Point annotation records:
"""

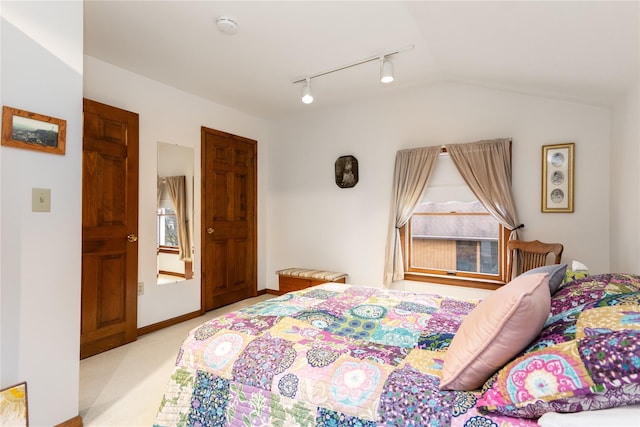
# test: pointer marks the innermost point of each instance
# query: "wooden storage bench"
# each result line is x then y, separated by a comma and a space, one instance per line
295, 279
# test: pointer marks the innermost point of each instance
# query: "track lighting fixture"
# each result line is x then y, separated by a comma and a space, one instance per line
386, 71
307, 97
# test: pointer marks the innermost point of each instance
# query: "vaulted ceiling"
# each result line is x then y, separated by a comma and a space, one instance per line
584, 51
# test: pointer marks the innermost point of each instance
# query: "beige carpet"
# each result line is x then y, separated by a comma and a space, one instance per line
123, 387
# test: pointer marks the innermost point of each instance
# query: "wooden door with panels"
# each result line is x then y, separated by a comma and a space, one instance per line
229, 201
109, 228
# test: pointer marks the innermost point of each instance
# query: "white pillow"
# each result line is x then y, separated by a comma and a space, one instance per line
621, 416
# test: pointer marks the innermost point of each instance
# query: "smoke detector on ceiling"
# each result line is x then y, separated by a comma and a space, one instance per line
227, 25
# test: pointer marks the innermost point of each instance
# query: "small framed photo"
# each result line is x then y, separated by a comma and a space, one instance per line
33, 131
13, 406
346, 171
557, 177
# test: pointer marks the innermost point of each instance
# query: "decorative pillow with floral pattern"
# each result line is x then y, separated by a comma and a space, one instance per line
587, 356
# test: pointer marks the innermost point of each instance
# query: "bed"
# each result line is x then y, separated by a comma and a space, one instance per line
346, 355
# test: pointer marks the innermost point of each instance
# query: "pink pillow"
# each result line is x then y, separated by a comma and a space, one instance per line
497, 330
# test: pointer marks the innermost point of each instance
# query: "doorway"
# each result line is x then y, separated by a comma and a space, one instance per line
229, 204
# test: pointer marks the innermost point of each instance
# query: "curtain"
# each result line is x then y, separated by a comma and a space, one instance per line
159, 183
176, 186
486, 168
411, 174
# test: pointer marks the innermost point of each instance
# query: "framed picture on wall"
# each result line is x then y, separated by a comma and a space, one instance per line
557, 177
13, 406
33, 131
346, 171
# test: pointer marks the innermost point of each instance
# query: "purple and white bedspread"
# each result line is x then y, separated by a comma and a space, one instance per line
331, 355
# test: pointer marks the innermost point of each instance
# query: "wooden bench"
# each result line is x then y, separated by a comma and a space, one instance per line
295, 279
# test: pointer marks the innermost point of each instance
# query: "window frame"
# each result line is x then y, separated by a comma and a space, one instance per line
165, 248
460, 278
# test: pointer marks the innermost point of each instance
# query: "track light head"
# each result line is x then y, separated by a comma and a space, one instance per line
307, 97
386, 70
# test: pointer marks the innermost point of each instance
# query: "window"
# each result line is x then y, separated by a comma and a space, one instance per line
167, 229
451, 233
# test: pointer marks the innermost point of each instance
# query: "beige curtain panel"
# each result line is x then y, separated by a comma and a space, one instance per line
411, 174
484, 165
486, 168
176, 186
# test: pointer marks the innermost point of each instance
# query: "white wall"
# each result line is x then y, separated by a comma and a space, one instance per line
625, 191
41, 60
172, 116
313, 223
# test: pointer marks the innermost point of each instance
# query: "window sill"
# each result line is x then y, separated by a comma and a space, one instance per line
454, 281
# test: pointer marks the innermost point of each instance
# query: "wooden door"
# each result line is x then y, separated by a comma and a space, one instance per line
229, 196
109, 228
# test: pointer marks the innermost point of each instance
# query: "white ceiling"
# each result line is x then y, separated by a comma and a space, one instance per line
575, 50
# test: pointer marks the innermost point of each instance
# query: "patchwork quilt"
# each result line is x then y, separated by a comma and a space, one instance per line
331, 355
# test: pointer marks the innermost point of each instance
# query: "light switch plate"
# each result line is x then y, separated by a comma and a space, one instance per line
41, 200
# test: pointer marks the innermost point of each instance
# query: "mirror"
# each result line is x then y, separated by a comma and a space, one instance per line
174, 216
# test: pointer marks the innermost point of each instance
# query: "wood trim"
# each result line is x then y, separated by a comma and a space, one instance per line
73, 422
169, 322
455, 281
172, 273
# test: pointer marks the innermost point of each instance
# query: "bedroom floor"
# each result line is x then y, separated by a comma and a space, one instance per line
124, 386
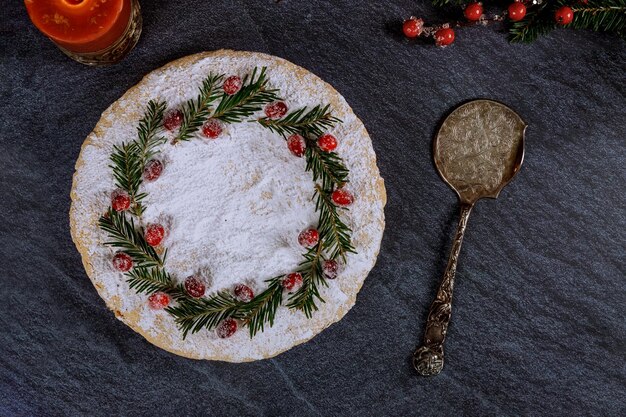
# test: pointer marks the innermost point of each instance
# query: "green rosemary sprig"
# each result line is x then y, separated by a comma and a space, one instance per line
313, 122
335, 234
129, 159
125, 236
250, 99
195, 112
312, 276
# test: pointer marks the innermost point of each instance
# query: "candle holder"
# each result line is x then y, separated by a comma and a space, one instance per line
117, 50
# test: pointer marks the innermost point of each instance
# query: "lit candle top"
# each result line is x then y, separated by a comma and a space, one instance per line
80, 25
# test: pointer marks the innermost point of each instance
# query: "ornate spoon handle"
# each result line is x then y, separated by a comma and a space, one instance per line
428, 358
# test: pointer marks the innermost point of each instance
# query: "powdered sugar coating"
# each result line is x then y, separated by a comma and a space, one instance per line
232, 207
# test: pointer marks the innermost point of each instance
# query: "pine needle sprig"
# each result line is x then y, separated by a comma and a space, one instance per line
195, 112
313, 122
312, 276
262, 308
248, 100
125, 236
194, 314
335, 234
325, 166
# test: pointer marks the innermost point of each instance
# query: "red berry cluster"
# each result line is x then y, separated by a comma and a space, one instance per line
473, 12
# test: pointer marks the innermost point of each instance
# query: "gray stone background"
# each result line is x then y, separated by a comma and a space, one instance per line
538, 326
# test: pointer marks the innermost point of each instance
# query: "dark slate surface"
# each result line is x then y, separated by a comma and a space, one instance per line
538, 326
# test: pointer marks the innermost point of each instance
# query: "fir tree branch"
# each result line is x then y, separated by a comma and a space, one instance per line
125, 236
334, 233
326, 166
196, 112
249, 99
314, 122
312, 276
263, 307
194, 314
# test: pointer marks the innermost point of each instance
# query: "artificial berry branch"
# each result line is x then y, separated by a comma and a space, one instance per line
525, 20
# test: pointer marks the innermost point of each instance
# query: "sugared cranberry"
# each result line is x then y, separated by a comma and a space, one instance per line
232, 85
194, 287
244, 293
308, 238
413, 27
158, 300
120, 200
444, 37
292, 282
154, 234
473, 11
275, 110
122, 262
330, 268
153, 170
226, 328
296, 145
342, 197
173, 120
212, 128
327, 142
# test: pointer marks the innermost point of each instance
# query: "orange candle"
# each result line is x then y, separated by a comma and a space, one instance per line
84, 27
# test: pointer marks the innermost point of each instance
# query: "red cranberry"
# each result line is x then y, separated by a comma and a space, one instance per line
327, 142
194, 287
296, 144
292, 282
412, 27
330, 268
244, 293
212, 128
226, 328
308, 238
342, 197
232, 85
154, 234
173, 120
275, 110
158, 300
122, 262
153, 170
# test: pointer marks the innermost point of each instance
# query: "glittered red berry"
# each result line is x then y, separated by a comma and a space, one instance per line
308, 238
292, 282
232, 85
564, 15
154, 234
473, 11
158, 300
342, 197
194, 287
226, 328
120, 201
173, 120
412, 27
122, 262
330, 268
153, 170
275, 110
296, 145
212, 128
243, 293
444, 37
517, 11
327, 142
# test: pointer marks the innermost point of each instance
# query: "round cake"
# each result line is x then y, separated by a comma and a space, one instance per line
228, 207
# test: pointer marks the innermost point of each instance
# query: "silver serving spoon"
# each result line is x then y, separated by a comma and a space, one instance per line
478, 150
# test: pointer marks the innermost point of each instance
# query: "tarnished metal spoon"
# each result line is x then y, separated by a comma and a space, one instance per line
478, 150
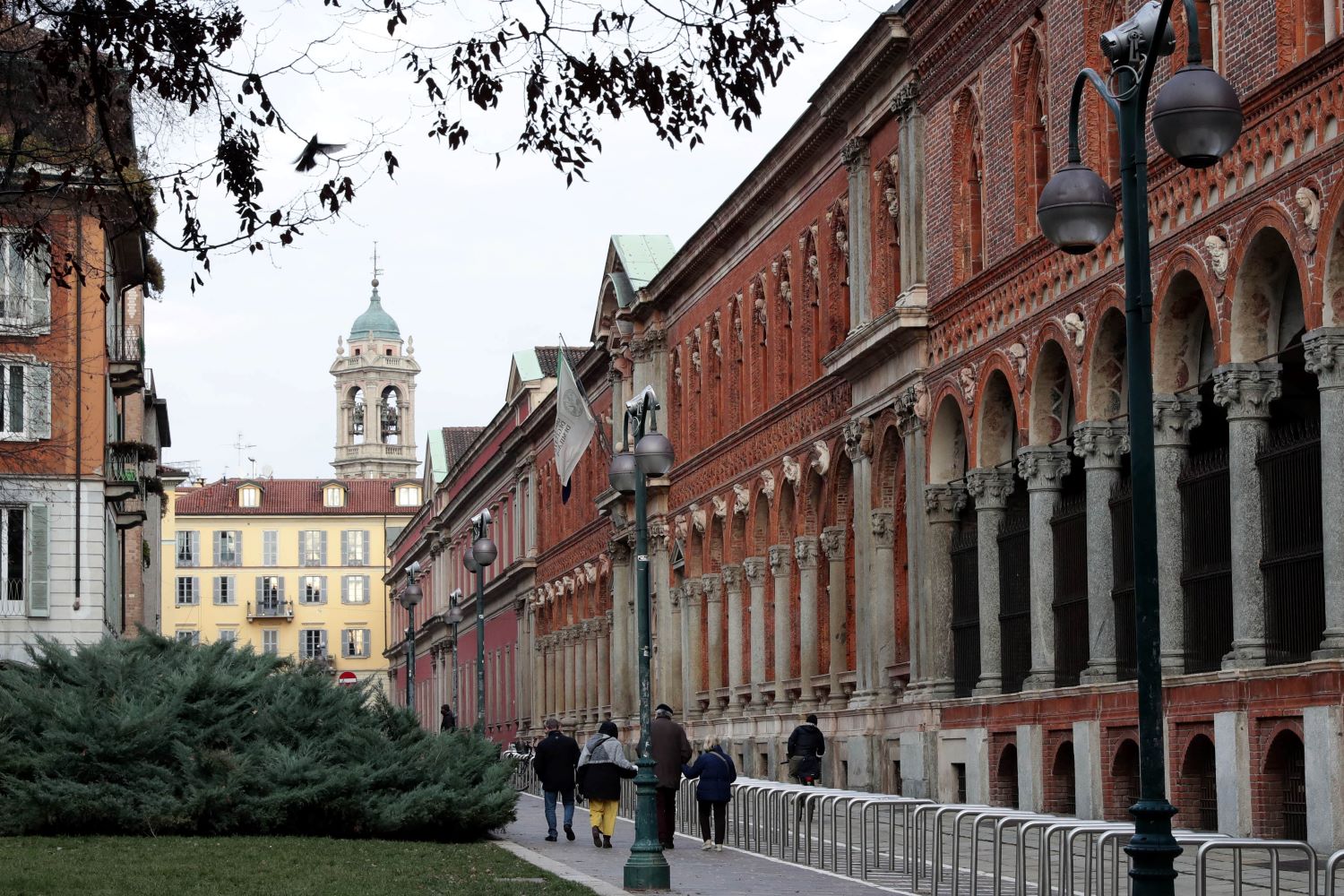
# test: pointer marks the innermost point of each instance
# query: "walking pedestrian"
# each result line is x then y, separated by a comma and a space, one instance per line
806, 745
671, 751
601, 767
714, 774
556, 758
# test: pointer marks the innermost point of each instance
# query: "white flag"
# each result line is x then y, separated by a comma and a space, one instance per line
574, 424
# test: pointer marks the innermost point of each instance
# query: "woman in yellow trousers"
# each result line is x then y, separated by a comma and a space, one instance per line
601, 767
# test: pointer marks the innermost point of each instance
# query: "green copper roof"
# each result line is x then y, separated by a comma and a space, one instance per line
375, 323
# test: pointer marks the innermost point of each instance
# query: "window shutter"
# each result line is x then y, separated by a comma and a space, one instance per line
38, 397
39, 603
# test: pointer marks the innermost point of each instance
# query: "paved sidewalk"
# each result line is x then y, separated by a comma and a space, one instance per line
694, 872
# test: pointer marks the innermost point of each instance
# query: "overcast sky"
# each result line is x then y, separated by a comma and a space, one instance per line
478, 263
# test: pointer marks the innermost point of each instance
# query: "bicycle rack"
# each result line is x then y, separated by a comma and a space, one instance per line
1238, 847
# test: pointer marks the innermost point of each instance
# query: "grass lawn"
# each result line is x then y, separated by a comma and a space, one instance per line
263, 866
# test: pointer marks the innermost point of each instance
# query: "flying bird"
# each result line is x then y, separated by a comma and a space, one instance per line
308, 159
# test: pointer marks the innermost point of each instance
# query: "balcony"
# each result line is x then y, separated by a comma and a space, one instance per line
121, 471
282, 610
126, 360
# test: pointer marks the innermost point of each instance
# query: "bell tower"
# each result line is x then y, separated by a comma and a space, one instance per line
375, 397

"""

Return every line from the rows above that contains the word "window".

» **ANSWER TO THE PROBLEM**:
# query: "window frame"
# query: "window"
# query: "window sill"
# query: "window shutter"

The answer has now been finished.